** START OF Material provided **

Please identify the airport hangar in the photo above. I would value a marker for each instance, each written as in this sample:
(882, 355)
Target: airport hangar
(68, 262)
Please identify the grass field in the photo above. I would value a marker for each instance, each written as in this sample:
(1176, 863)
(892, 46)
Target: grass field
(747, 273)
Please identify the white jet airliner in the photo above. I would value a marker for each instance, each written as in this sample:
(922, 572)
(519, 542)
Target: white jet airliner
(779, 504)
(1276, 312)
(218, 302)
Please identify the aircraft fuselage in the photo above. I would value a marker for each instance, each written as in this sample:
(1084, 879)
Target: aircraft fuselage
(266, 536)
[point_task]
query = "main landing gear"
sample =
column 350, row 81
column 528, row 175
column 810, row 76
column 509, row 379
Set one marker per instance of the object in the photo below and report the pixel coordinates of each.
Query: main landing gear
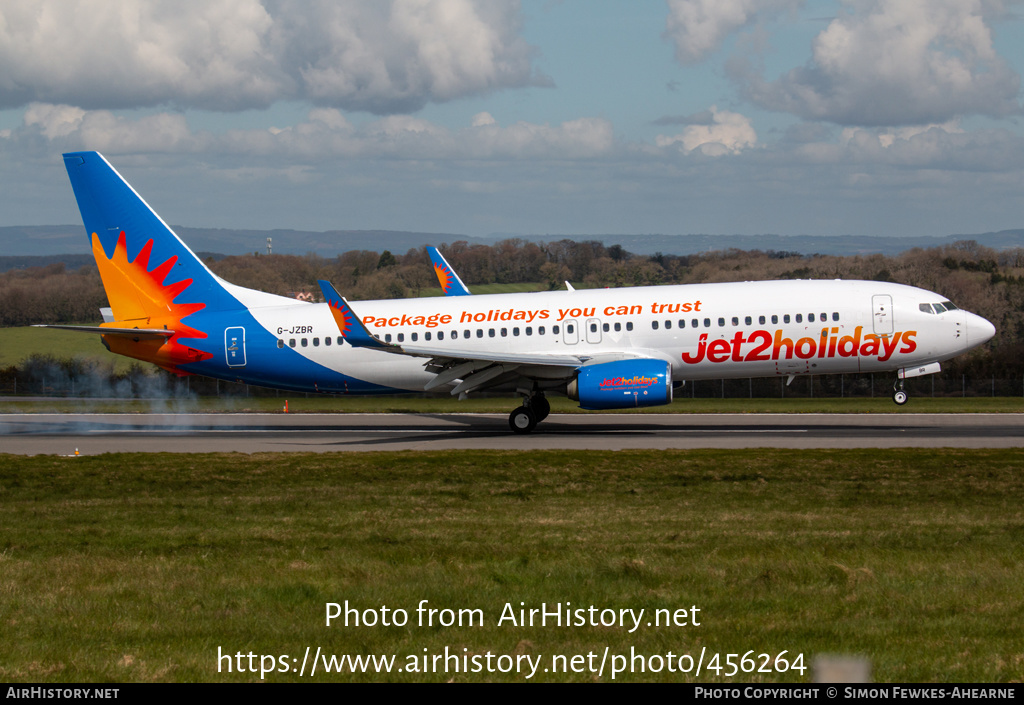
column 534, row 410
column 899, row 396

** END OF Material provided **

◆ Aim: Reproduce the entire listing above line for line, without the pictures.

◆ Correct answer:
Please identify the airport hangar in the photo above. I would value a marker for each instance, each written as in this sample:
(882, 355)
Target: airport hangar
(68, 262)
Please identify the grass field in the photo above. I would value a marker for each instance, each written as in this sample:
(1176, 863)
(892, 46)
Target: grass field
(747, 273)
Please identify the white jet airliner in the photo above. I would value a marker for each instance, each written as in this sample:
(922, 572)
(519, 542)
Target: white jet airliner
(779, 504)
(1276, 312)
(218, 302)
Please identify the aircraft fuselage in the photo above. I would value a marker for each instance, each written as in this sample:
(1084, 879)
Target: aircraft fuselage
(266, 536)
[point_task]
query = "main landing gear"
sample =
column 350, row 81
column 528, row 175
column 810, row 76
column 509, row 379
Set one marker per instance of the object in the photo below and report the pixel coordinates of each.
Query: main landing gear
column 534, row 410
column 899, row 396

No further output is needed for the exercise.